Rows taken from a pointing dataset:
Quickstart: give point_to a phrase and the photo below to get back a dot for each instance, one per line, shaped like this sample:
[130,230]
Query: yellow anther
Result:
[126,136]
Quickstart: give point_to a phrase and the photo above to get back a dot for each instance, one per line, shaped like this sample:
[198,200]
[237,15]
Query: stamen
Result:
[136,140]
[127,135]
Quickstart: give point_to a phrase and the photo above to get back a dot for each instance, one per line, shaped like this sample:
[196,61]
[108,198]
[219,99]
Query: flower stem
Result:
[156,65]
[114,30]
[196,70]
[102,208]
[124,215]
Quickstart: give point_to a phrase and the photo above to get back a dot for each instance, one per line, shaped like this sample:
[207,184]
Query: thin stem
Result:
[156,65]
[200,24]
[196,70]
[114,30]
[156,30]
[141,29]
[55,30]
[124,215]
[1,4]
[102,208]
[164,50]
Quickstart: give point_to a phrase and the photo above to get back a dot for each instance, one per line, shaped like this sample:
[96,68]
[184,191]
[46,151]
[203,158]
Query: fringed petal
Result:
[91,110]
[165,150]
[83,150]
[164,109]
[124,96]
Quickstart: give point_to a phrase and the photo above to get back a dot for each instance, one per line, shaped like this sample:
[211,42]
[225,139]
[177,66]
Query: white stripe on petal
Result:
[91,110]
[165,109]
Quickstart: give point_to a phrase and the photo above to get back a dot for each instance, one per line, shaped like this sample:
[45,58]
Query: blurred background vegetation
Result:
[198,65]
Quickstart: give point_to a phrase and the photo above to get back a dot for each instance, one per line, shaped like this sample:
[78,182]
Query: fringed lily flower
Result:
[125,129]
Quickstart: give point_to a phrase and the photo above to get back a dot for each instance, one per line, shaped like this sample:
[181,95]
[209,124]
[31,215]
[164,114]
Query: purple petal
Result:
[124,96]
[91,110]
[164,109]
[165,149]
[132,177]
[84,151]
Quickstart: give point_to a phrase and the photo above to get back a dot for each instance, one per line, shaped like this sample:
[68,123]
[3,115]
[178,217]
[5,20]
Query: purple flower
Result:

WHAT THE EXERCISE ASKS:
Please copy all of the data above word for word, keeping each line as it stands.

REPLY TO THE EXERCISE:
Quickstart: give point_to a phrase and the photo below to get back a dot for each instance, one per line, shaped like this sample:
[130,230]
Query: yellow anther
Result:
[126,136]
Quickstart: give point_to a phrase and the photo above to get back a dot for each instance, one per line, shaped like this sample:
[198,200]
[237,15]
Query: stamen
Result:
[136,140]
[127,135]
Quickstart: give point_to a phrase and the photo above to get back a dot for each instance, one per line, shaped like this sample:
[196,61]
[108,198]
[219,99]
Query: flower stem
Result:
[156,65]
[114,30]
[196,70]
[102,208]
[124,215]
Quickstart: give point_to a phrase and the photo above to get back a dot for each instance, one per line, shaped like this sample:
[207,184]
Query: thin stem
Result:
[156,65]
[200,24]
[196,70]
[114,30]
[156,30]
[141,29]
[55,30]
[124,215]
[1,4]
[102,208]
[164,50]
Quickstart: give point_to a phrase and the photo above to get back a dot for each instance, one per line, shaped like this sample:
[96,68]
[184,191]
[46,151]
[203,158]
Query: fringed petal
Result:
[91,110]
[165,150]
[83,150]
[164,109]
[124,96]
Quickstart: give point_to a phrase and the photo above to get back a dot for each instance, one per line, shaped like this sample:
[211,42]
[225,139]
[177,66]
Query: white stripe on petal
Result:
[91,110]
[165,109]
Quickstart: give point_to a phrase and the photo above to get back a dot for each instance, one per line, shaped like this sample:
[45,58]
Query: blurred background vegetation
Result:
[198,65]
Quickstart: give point_to a phrase and the photo above to get back a dot for each instance, one per line, shaped like this sample:
[78,182]
Query: fringed lily flower
Result:
[125,129]
Quickstart: give point_to a phrase and the photo above to get back a dot for each instance, one per line, shaped like this sample:
[181,95]
[209,124]
[31,215]
[164,114]
Query: purple petal
Result:
[124,96]
[91,110]
[164,109]
[165,149]
[132,177]
[84,151]
Quickstart: give point_to a phrase and the photo above to get back a dot for each instance, one per line, shaped like this sample:
[68,123]
[3,115]
[178,217]
[5,20]
Query: purple flower
Result:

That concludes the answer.